## Given exercise 1
Translate this sentence from the post on writers' resistance into Spanish: "Some writers produce, write, from a different place within."
## Given exercise 2
Extend the post on writers' resistance, picking up right after its final sentence.

(Just outside of Moab, Utah. The sun was setting behind my burning bush.)
I kept second-guessing myself on this one. Self-Talk: “You’re setting a very serious tone, and it’s just the beginning. It could be too serious. You’re going to turn people off—”
Well, whatever. It’s who I am. I’m pretty serious. Not all of these blog entries will be like this. I promise. Some might even have video of cute puppies doing cute things, or me dancing, or some other thing.
Resistance! Specifically the resistance we as writers encounter within ourselves when we set out to create something real, something good.
And I should qualify this first. Not all writers will encounter it. Some writers produce, write, from a different place within. For some, I think, it’s a necessity—a kind of outlet, an internal valve—and if they don’t write the pressure builds up within until something bad happens. The curse of the artist’s soul and all that. This certainly isn’t a phenomena exclusive to literature and writing—all of us can easily think of other artists who’ve struggled with themselves and their inner demons—and this struggle fueled their work. And their work was either a brief ray of sunlight shining through parted clouds, or an expression itself of that inner conflict or turmoil, with roots in the darkness.
A lot of works of classic literature—books that we all know and that have been held up by the establishment as “visionary” or “masterpieces”—were written from this place. Others have been written from a different place, and I’d venture to say a purer place. But if you want to get to that purer place, and maybe even drag something out of it and into this world, you’re going to encounter resistance.

Point annotation records:
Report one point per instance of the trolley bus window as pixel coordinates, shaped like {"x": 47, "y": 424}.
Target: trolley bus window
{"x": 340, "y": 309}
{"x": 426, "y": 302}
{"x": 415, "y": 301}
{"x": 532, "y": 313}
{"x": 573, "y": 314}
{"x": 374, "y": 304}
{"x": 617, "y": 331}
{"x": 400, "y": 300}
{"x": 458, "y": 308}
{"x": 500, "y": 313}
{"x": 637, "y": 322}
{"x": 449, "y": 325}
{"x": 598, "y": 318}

## Exercise answer 1
Algunos escritores producen, escriben, desde un lugar distinto en su interior.

## Exercise answer 2
This certainly isn’t my original idea or observation. But I just spent a year in the thick of it, and the subject is fresh on my mind. I really, really like Steven Pressfield’s books on this. For those of you who don’t know him, he’s the author of The Legend of Bagger Vance and Gates of Fire—a ridiculously good re-telling of the story of Leonidas and the 300 Spartan warriors of Ancient Greece. That one’s required reading at WestPoint.
So, Pressfield has written a few books that are really about this subject, resistance. The War of Art and Turning Pro are the two I’m thinking of. He says that anytime we try to do something great; anytime we try and really change our lives for the better, or make a move toward those “better angels of our nature,” we encounter resistance. It could be the beginning of a new exercise program, or some new years resolution, resolving to solve some negative habit or addiction, or to CREATE something. And this resistance is internal. The resistance of the ego. The dark shadow of that self-identity that we all have.
And I think that the reason for this is that our egos, our deeper selves, are really scared, no TERRIFIED, of improving. It’s terrified of going to that place inside where real creativity comes from. Our egos resist change because change, even if it’s GOOD, is an unknown. And the ego thinks somehow that it might lose itself, or lose control with that change. Even if you’re stuck, mired in some place in your life, at least it’s FAMILIAR to the ego, at least it thinks it’s in control.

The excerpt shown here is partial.